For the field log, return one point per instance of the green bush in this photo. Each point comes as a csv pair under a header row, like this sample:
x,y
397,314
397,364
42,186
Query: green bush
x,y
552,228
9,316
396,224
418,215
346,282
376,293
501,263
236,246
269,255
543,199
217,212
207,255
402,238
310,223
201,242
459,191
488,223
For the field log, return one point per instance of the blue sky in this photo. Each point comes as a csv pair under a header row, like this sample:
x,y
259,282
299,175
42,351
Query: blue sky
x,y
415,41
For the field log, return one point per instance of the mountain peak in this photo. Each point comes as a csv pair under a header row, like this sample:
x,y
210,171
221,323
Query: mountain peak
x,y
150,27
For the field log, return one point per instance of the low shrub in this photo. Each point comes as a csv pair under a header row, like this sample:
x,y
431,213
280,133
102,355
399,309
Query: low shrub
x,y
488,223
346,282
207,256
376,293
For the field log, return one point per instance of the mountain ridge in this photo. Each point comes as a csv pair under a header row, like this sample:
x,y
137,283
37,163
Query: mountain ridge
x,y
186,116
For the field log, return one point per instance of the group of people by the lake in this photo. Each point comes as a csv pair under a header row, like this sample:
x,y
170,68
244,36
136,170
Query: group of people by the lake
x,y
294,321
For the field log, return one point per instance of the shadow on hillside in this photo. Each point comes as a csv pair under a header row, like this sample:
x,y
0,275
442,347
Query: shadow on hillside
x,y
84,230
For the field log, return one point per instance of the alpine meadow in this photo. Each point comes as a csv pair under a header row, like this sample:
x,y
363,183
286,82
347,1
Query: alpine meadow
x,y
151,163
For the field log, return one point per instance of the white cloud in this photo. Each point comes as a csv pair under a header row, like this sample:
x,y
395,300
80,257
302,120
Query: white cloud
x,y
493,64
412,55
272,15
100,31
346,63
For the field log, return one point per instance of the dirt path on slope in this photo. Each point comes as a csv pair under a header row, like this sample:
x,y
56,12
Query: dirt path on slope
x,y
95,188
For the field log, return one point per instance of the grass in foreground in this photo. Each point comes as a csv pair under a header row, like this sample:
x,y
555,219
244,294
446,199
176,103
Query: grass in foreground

☆ ☆ ☆ ☆ ☆

WRITTEN REQUEST ▸ Reproduce only the records starting at the line containing "the mountain ridge" and ending at the final line of the records, requests included. Multiply every x,y point coordinate in the answers by 1.55 and round to whole numbers with halves rounded up, leaving the requests and their sample values unchanged.

ANSWER FOR THE TASK ▸
For the field log, return one point per instance of the mountain ridge in this photo. Each point comes as a csv pair under a header row, like this sample:
x,y
137,283
37,163
Query: mountain ridge
x,y
288,180
For the field log, return one point per instance of the group of people by the lake in this photo. Each point comes as a csv pair under a header row, like this sample:
x,y
170,68
244,36
136,170
Query: group of people by the lake
x,y
456,498
For the field log, return one point per instance of the shadow on hillside in this photo. Each point comes as a csv pair under a header row, like this sample:
x,y
0,275
442,347
Query: shadow on hillside
x,y
130,357
For the field log, return one point per instance of the alpine meadow in this photo. Each point comes as a csv pair under a header row, like this sample:
x,y
363,183
286,82
347,1
Query: alpine meadow
x,y
234,253
For the field log, return one point per instance of the white cloud in this photo. Each point comes as a csv pair under a header row, like this sample:
x,y
395,300
80,257
302,120
Query: white cloud
x,y
764,99
639,85
422,23
155,48
536,98
For the field log, return one point per instance of the dirt path on slope in this photo. Each point comes as a csv pair under a header row, like this sample:
x,y
56,12
Query: dirt path on slope
x,y
147,291
For the field log, return one point per instance of the grass in foreground in this photo. Each point comes as a csv pair under a header row, like this sample:
x,y
555,219
244,294
446,199
176,103
Query: grass in foreground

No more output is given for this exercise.